** YOUR TASK **
Lay out the material below as a Markdown table with the columns "No." and "Line," one nonblank line per row, numbered in order. Omit the pictures.

** GIVEN DATA **
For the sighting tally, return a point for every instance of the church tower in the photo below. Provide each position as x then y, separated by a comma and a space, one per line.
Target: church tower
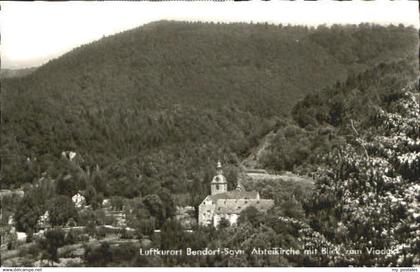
219, 182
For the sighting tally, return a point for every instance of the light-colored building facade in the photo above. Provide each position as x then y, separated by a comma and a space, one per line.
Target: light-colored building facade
222, 203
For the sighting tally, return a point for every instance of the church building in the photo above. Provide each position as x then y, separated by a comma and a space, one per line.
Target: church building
222, 203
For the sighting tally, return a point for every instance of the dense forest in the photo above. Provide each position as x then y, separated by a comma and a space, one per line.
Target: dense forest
149, 111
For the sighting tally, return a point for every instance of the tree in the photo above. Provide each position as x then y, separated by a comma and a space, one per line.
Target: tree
61, 209
53, 240
251, 215
99, 256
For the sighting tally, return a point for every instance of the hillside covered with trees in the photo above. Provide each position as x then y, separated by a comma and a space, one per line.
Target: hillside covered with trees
148, 112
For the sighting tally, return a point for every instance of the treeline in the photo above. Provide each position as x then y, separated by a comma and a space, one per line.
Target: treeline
323, 120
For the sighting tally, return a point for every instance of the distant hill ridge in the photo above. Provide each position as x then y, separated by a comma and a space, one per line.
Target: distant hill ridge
165, 100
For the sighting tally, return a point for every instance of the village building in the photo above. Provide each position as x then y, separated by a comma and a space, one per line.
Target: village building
79, 200
222, 203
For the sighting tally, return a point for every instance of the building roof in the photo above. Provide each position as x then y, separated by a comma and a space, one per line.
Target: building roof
235, 195
235, 206
219, 179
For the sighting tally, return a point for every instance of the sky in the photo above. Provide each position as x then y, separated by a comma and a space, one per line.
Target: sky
34, 32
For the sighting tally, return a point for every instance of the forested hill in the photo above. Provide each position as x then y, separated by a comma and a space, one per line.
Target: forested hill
156, 106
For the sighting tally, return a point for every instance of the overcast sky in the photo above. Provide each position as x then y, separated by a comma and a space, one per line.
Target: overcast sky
34, 32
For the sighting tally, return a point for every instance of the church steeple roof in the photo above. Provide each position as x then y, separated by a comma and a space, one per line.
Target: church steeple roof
239, 187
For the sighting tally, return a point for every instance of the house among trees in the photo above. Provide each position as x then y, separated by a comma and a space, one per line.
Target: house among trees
224, 204
79, 200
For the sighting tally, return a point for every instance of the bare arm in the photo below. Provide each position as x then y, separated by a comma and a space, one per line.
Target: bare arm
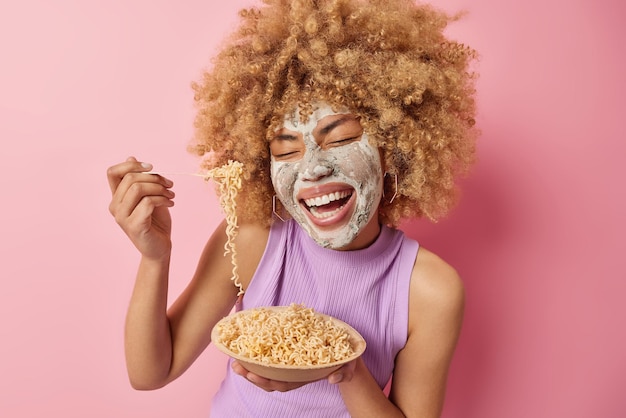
419, 381
160, 344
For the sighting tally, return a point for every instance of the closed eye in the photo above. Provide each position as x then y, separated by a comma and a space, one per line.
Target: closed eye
344, 141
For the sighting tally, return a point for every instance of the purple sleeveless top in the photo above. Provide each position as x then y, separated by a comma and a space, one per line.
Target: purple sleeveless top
368, 289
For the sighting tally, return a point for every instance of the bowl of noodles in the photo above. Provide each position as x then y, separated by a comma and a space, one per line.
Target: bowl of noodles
287, 343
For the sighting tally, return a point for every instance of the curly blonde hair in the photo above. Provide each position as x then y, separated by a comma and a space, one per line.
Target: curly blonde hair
387, 61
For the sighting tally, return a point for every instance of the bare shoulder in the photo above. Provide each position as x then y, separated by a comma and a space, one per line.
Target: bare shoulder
436, 303
436, 287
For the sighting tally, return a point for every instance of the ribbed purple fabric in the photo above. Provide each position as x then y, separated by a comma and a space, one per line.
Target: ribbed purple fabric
366, 288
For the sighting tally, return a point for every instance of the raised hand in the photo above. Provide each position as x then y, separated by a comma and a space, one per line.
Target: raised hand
139, 204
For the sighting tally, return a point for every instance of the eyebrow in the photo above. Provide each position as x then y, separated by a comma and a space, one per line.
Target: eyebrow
286, 137
326, 129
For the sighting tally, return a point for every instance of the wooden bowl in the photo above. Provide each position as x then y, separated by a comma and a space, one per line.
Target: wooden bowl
291, 373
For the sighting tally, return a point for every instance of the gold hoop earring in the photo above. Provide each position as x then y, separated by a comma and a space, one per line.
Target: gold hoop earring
274, 209
395, 186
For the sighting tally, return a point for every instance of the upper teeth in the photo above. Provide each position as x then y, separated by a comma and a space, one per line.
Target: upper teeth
326, 199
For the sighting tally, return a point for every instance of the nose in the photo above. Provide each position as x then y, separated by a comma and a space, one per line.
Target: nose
316, 166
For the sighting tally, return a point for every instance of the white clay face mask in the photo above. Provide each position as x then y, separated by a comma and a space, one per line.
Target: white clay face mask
327, 175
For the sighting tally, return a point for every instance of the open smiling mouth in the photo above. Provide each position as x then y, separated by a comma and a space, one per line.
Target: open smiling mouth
328, 205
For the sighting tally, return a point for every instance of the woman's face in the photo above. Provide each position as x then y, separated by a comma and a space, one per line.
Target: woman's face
328, 177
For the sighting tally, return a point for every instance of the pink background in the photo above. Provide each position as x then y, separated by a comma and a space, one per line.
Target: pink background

** SOLUTION FOR THIS EXERCISE **
| No. | Line |
|---|---|
| 1 | For the sighting tally, return a point for every instance of the church tower in the photo below. Provide each position as x then y, separated by a comma and a space, one per line. |
| 2 | Target: church tower |
| 3 | 219, 182 |
| 4 | For the sighting tally, return a point for every instance of the light-colored building facade in the photo above. Provide each position as x then y, separated by a comma and a space, one per line. |
| 5 | Target: light-colored building facade |
| 6 | 222, 203 |
| 7 | For the sighting tally, return a point for every instance of the church building in the photo above. Provide each position as x then y, separated by a comma and a space, one per line. |
| 8 | Target: church building |
| 9 | 222, 203 |
| 10 | For the sighting tally, return a point for every instance of the dense forest in the photo above. Provide each position as x then y, separated by a comma and a space, one per line. |
| 11 | Target: dense forest |
| 12 | 149, 111 |
| 13 | For the sighting tally, return a point for every instance of the tree in the photo above. Provide each position as x then y, separated by a comma and a space, one per line. |
| 14 | Target: tree |
| 15 | 61, 209 |
| 16 | 53, 240 |
| 17 | 251, 215 |
| 18 | 99, 256 |
| 19 | For the sighting tally, return a point for every instance of the hillside covered with trees in the photo above. Provide each position as x then y, separated by a comma and a space, one per line. |
| 20 | Target: hillside covered with trees |
| 21 | 148, 112 |
| 22 | For the sighting tally, return a point for every instance of the treeline in the photo above. Provide each position as x then y, separated by a comma and a space, one per line. |
| 23 | Target: treeline |
| 24 | 323, 120 |
| 25 | For the sighting tally, return a point for every instance of the distant hill ridge in the photo above. Provide each position as x then y, separated by a comma and a space, one per line. |
| 26 | Target: distant hill ridge |
| 27 | 165, 100 |
| 28 | For the sighting tally, return a point for every instance of the village building in the photo above. Provide each position as x then y, separated by a comma and a space, one per line. |
| 29 | Target: village building |
| 30 | 79, 200 |
| 31 | 222, 203 |
| 32 | For the sighting tally, return a point for every instance of the building roof in the photo above. Provide each position as x then y, separated by a comma and a space, one per line. |
| 33 | Target: building roof |
| 34 | 235, 195 |
| 35 | 235, 206 |
| 36 | 219, 179 |
| 37 | For the sighting tally, return a point for every instance of the sky in the photo above. Provide each position as x then y, separated by a comma and a space, one per line. |
| 38 | Target: sky |
| 39 | 34, 32 |
| 40 | For the sighting tally, return a point for every instance of the forested hill in the photo above. Provide each position as x then y, separated by a comma and a space, one per line. |
| 41 | Target: forested hill |
| 42 | 156, 106 |
| 43 | For the sighting tally, return a point for every instance of the overcast sky in the photo above. Provide each position as x then y, separated by a comma and a space, one per line. |
| 44 | Target: overcast sky |
| 45 | 34, 32 |
| 46 | For the sighting tally, return a point for every instance of the church steeple roof in the photo above. Provide each position as x then y, separated by a comma and a space, one per line. |
| 47 | Target: church steeple roof |
| 48 | 239, 187 |
| 49 | For the sighting tally, return a point for every instance of the house among trees in the photo above. Provide each position as x then y, separated by a comma and a space, one per line. |
| 50 | Target: house among trees |
| 51 | 224, 204 |
| 52 | 79, 200 |
| 53 | For the sighting tally, return a point for every instance of the bare arm in the photo below. Provide each position as x then y, separated by a comma and a space, one per line. |
| 54 | Target: bare arm |
| 55 | 419, 381 |
| 56 | 160, 344 |
| 57 | For the sighting tally, return a point for every instance of the closed eye in the photo above. Provide each position as x then y, separated by a comma and a space, one per line. |
| 58 | Target: closed eye |
| 59 | 344, 141 |
| 60 | For the sighting tally, return a point for every instance of the purple sleeveless top in the photo above. Provide each position as x then y, separated by a comma and a space, one per line. |
| 61 | Target: purple sleeveless top |
| 62 | 368, 289 |
| 63 | For the sighting tally, return a point for every instance of the bowl of noodles in the photo above. Provide each position as x then y, separated by a comma and a space, one per line. |
| 64 | Target: bowl of noodles |
| 65 | 287, 343 |
| 66 | For the sighting tally, return a point for every instance of the curly blonde hair in the photo above. Provide each position as x then y, separated by a comma and a space, one per line. |
| 67 | Target: curly blonde hair |
| 68 | 387, 61 |
| 69 | For the sighting tally, return a point for every instance of the bare shoulder in the photo above. Provide each position as x then y, separated by a comma and a space, one per line. |
| 70 | Target: bare shoulder |
| 71 | 436, 303 |
| 72 | 436, 287 |
| 73 | For the sighting tally, return a point for every instance of the ribbed purple fabric in the photo above. Provide each position as x then y, separated by a comma and a space, one per line. |
| 74 | Target: ribbed purple fabric |
| 75 | 366, 288 |
| 76 | For the sighting tally, return a point for every instance of the raised hand in the photo above. Provide each position as x then y, separated by a comma and a space, one per line. |
| 77 | Target: raised hand |
| 78 | 139, 204 |
| 79 | For the sighting tally, return a point for every instance of the eyebrow in the photo above. Provide each position as x then y, separated by a comma and a space, one per line. |
| 80 | Target: eyebrow |
| 81 | 286, 137 |
| 82 | 326, 129 |
| 83 | For the sighting tally, return a point for every instance of the wooden bowl in the photo above. Provide each position as x then y, separated by a comma and a space, one per line. |
| 84 | Target: wooden bowl |
| 85 | 291, 373 |
| 86 | For the sighting tally, return a point for every instance of the gold hoop earring in the photo above. Provide each position as x then y, separated by a comma and a space, one per line. |
| 87 | Target: gold hoop earring |
| 88 | 274, 209 |
| 89 | 395, 186 |
| 90 | For the sighting tally, return a point for every instance of the upper teeth in the photo above. Provide each position as x then y, separated by a comma and a space, one per line. |
| 91 | Target: upper teeth |
| 92 | 326, 199 |
| 93 | For the sighting tally, return a point for every instance of the nose in the photo above. Provide each position as x then y, separated by a comma and a space, one per line. |
| 94 | Target: nose |
| 95 | 316, 166 |
| 96 | For the sighting tally, return a point for every instance of the white clay face mask in the photo above. Provide each position as x then y, separated by a comma and a space, one per line. |
| 97 | Target: white clay face mask |
| 98 | 327, 175 |
| 99 | For the sighting tally, return a point for every instance of the open smiling mouth in the photo above. Provide each position as x then y, separated by a comma and a space, one per line. |
| 100 | Target: open smiling mouth |
| 101 | 328, 205 |
| 102 | For the sighting tally, return a point for every instance of the woman's face in the photo above. Provide each position as x then y, separated by a comma and a space, one per line. |
| 103 | Target: woman's face |
| 104 | 328, 177 |
| 105 | For the sighting tally, return a point for every instance of the pink background in the photo above. Provide each position as x then y, separated by a comma and a space, one per line. |
| 106 | Target: pink background |